Instructions to follow: Reproduce all the lines below, requests included, and shift every coordinate in the answers by adding -131 to each number.

Supplied material:

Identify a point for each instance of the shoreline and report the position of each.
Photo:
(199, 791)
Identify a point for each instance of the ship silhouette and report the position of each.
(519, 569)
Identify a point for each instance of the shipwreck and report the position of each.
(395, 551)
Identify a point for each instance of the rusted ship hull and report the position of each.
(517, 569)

Task solution:
Identify a point for each instance of the shoreline and report the position of each.
Photo:
(68, 660)
Identify a point for each instance of the ship silhouette and report the position of each.
(388, 438)
Identify a point for each instance of the shipwreck and report the position of each.
(264, 420)
Identify a point for each instance of the rusted ship hull and report the position of each.
(386, 438)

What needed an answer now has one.